=== Begin Enclosure ===
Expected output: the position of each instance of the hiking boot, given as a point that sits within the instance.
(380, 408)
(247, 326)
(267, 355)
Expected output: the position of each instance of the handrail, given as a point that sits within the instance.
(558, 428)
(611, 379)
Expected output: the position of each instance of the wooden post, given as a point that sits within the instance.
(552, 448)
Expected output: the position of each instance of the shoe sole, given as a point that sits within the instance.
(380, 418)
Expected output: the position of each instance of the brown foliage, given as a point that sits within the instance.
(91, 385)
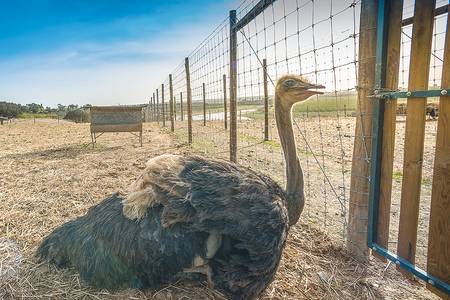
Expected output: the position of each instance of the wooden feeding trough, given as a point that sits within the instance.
(116, 119)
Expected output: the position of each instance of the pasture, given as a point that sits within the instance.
(49, 174)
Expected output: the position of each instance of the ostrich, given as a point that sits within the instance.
(189, 217)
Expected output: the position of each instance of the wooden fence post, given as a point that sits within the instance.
(172, 125)
(415, 129)
(233, 87)
(266, 102)
(438, 257)
(189, 98)
(204, 104)
(225, 100)
(359, 186)
(163, 105)
(175, 108)
(394, 30)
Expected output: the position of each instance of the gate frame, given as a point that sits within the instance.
(380, 97)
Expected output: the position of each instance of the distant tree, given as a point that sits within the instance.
(35, 108)
(10, 110)
(77, 115)
(61, 107)
(72, 107)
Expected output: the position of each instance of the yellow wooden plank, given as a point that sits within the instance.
(415, 128)
(438, 258)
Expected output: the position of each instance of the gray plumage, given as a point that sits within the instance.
(244, 207)
(191, 217)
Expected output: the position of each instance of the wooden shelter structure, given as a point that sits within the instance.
(116, 119)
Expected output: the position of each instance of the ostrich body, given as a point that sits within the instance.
(191, 217)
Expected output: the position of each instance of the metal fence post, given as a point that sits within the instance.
(157, 105)
(225, 100)
(163, 111)
(266, 102)
(181, 106)
(233, 87)
(189, 98)
(174, 108)
(204, 105)
(154, 108)
(172, 125)
(359, 186)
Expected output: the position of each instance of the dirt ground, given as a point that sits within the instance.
(50, 174)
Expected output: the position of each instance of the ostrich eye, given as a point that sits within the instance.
(290, 83)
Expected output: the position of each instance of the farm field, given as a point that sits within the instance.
(50, 174)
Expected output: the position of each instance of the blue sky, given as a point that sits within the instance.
(98, 51)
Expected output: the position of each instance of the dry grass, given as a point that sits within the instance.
(49, 175)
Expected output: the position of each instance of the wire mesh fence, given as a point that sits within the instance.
(318, 40)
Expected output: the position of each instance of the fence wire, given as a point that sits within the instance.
(319, 41)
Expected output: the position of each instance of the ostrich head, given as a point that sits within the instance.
(292, 89)
(289, 90)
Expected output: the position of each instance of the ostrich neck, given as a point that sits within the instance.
(294, 174)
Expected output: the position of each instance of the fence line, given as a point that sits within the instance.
(319, 40)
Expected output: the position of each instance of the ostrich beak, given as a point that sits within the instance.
(315, 86)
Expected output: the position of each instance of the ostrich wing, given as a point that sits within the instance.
(246, 208)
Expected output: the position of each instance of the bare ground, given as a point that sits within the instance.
(49, 174)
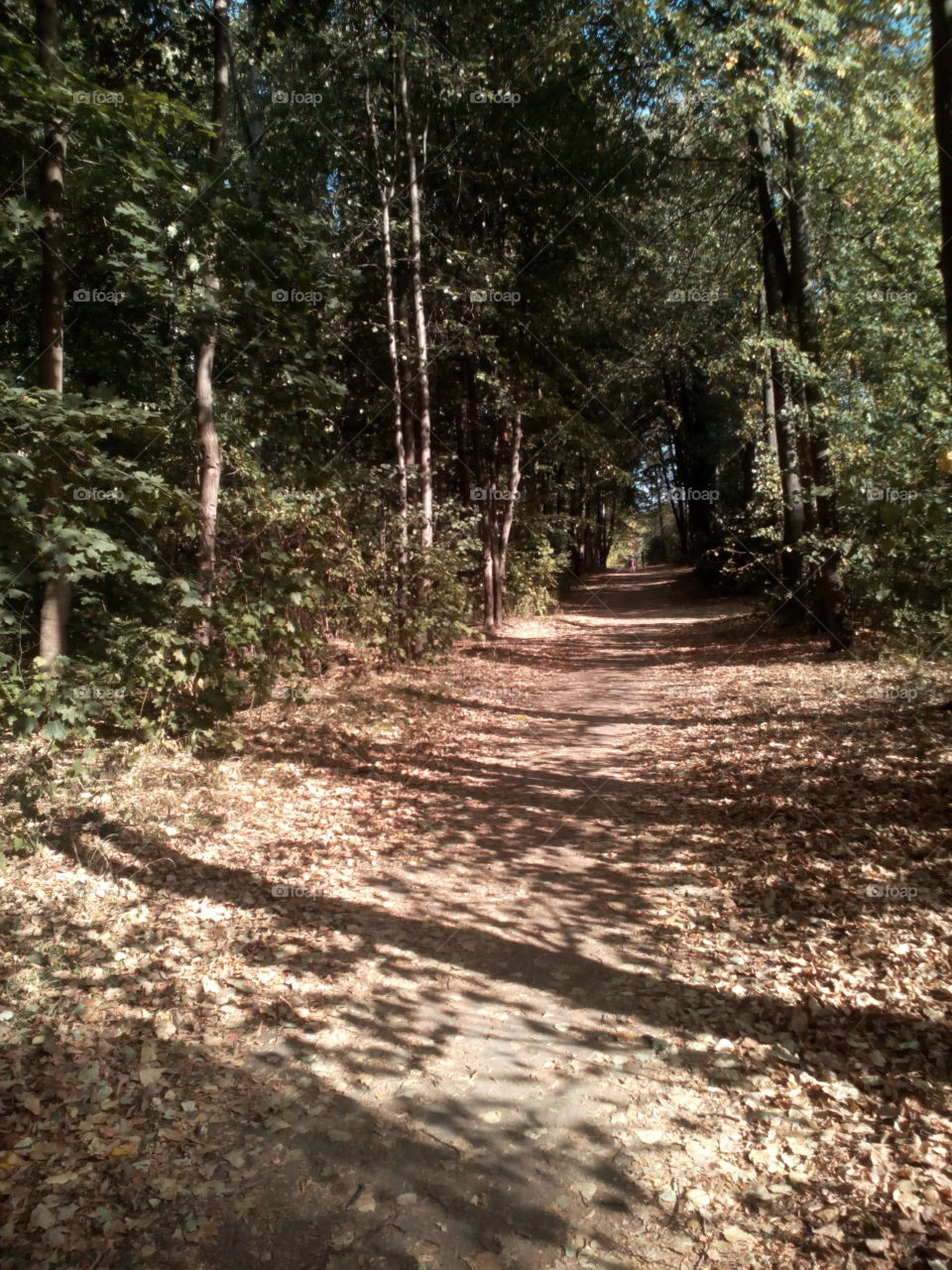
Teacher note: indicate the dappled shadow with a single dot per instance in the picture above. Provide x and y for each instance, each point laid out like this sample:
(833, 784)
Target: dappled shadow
(453, 1023)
=== End Enclosure ===
■ Goal of the exercise ■
Pictures should be left out when the records above are restated exactly.

■ Your response ■
Expected output: the position of each instance of the hiking boot, given as a point that sits within the instance.
(380, 408)
(247, 326)
(267, 355)
Expected output: the position of each instance of the handrail, given as a point that sits within the instance.
(558, 428)
(611, 379)
Expected output: the position of each instance of the wooden post, given as a point that sits within the instance.
(552, 448)
Expected output: the position of each instance of the shoe sole, given as a point that sits within the instance.
(380, 418)
Expected output: the position of each instance of the brown foliage, given as a point that sits within the instance.
(91, 385)
Expected output: the position of each instance of the wooden feeding trough, given as a point that sits within the instance.
(116, 119)
Expected output: the position of each instance of the pasture, given as a point that sits within the instance.
(49, 174)
Expected output: the position of each instance of the ostrich, given as a point that sits within the instance.
(189, 217)
Expected output: the position of each instance of the wooden fence post, given as a point that sits within the instance.
(172, 125)
(415, 129)
(233, 87)
(266, 102)
(438, 257)
(189, 98)
(204, 104)
(225, 100)
(359, 186)
(163, 105)
(175, 108)
(394, 30)
Expected output: the position of each instance of the gate frame, given as a point that sits within the instance.
(380, 97)
Expected output: the position of each instance of the distant tree, given as a point that sits within the instance.
(35, 108)
(10, 110)
(77, 115)
(61, 107)
(72, 107)
Expected output: the position of each instance of the yellow wooden plank, given as a point that sits within the instance.
(415, 128)
(438, 258)
Expected output: the position of each instance of the gray plumage, given as a point that sits within the instance.
(244, 207)
(191, 217)
Expected output: the position of each instance of the wooden shelter structure, given as a point that sits within the instance.
(116, 119)
Expected output: the position of each instance of the ostrich body, given as a point that sits within the instance.
(191, 217)
Expected output: the position of each instance of the metal fence post, given as a point that sits within the instance.
(157, 105)
(225, 100)
(163, 111)
(266, 102)
(181, 106)
(233, 87)
(189, 98)
(174, 108)
(204, 105)
(154, 108)
(172, 125)
(359, 186)
Expected output: the position of each instance of the dirt ground, given as a point that sits within the instance.
(50, 174)
Expected output: the position of each instance of the ostrich eye, given as a point that sits within the instance.
(290, 83)
Expected output: the position of each instance of the farm field, given as a point that sits within the instance.
(50, 174)
Expected output: the position of each instance of the blue sky, given as a point that sits within the instance.
(98, 51)
Expected output: the position of each instance of the dry grass, given as a point that sits within the instance.
(49, 175)
Expected output: the position of each instance of the wire mesh fence, given as a point that sits within the instance.
(318, 40)
Expected output: the position of each instance of the fence wire, given as a point that sits within the instance.
(319, 41)
Expected output: the position of each instance of the ostrich head, given as a point that sits within the instance.
(292, 89)
(289, 90)
Expected output: the position of each instance of the ostrich neck, given as a point that sits within the instance.
(294, 174)
Expected output: the position of each instance of the fence line, given as a point that sits within the instance.
(319, 40)
Expected output: the position of each instance of the ostrich beak, given as a point that sits within the instance.
(315, 86)
Expected output: the position of each instance of the ostrich wing, given as a point that sits within the instance.
(246, 208)
Expected output: the position of each instance of the bare ground, given as a point that sits within the instance.
(49, 174)
Teacher note: indicate the dappled shadow with a single dot per instance in the picture above. Provide x and y for each instance, each point laid out like this sample:
(833, 784)
Target: dappled shadow
(453, 1023)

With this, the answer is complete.